- **Task to complete**:
Can you extract, word for word, the part of the news report on the missing clothes of Karen Hadaway from "BBC director-general Tim" up to and including "committee in September."?

- **Reading text**:
━━━━━━━━━━━━━━━━━━━━

The BBC has said that it was a “matter of very deep regret” that the missing clothes of “Babes in the Wood” murder victim Karen Hadaway were never found.
BBC director-general Tim Davie wrote to Conservative MP Julian Knight, chairman of the House of Commons Digital, Culture, Media and Sport (DCMS) Committee, after he appeared before the committee in September.
The letter, dated Monday 8 November but published by the committee yesterday (Tuesday 16 November), said that after a review, the BBC had concluded that “regrettably 30 years on, little more can be done to find the missing clothes”.
Mr Davie said: “The distress caused to the families is a matter of very deep regret.”
The clothes belonged to schoolgirl Karen Hadaway, who was found sexually assaulted and strangled alongside her best friend Nicola Fellows in a woodland den in Wild Park, in Moulsecoomb, in October 1986.

━━━━━━━━━━━━━━━━━━━━

- **Data to examine**:

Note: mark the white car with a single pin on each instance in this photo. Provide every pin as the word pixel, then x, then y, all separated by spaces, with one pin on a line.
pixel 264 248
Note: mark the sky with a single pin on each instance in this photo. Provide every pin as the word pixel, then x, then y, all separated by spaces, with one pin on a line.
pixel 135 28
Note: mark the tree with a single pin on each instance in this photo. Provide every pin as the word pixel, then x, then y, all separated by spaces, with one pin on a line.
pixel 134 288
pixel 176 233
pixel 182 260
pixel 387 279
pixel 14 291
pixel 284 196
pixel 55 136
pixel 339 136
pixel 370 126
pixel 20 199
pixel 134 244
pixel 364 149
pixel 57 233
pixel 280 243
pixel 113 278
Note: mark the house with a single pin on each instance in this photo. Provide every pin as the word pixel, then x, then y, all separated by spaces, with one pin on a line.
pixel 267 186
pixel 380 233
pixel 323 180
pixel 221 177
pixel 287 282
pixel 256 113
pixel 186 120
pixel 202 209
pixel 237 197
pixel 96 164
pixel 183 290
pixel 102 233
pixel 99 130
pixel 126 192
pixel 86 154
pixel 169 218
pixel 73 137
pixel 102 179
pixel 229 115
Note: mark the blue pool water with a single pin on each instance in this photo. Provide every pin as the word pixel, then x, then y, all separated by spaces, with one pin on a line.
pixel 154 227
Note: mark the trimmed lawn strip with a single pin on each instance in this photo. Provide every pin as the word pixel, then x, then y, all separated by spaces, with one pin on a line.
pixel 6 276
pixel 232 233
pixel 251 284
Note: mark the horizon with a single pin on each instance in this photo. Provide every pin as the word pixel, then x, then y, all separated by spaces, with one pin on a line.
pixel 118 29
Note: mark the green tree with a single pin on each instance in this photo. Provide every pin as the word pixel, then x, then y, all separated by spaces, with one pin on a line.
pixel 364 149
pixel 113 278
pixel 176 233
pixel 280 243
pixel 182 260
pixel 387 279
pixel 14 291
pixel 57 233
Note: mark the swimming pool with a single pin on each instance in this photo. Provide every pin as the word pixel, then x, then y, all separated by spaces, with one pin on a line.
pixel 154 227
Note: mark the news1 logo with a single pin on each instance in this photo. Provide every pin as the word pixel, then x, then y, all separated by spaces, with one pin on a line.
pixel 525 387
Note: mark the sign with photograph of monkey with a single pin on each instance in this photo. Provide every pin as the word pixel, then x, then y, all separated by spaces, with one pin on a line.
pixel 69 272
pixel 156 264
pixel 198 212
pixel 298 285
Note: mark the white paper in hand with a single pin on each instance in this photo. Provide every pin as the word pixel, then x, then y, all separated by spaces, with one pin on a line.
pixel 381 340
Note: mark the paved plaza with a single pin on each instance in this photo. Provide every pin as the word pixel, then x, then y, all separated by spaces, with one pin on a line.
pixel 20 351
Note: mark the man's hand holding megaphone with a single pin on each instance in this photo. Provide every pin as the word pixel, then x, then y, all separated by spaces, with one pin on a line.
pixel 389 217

━━━━━━━━━━━━━━━━━━━━

- **Your response**:
BBC director-general Tim Davie wrote to Conservative MP Julian Knight, chairman of the House of Commons Digital, Culture, Media and Sport (DCMS) Committee, after he appeared before the committee in September.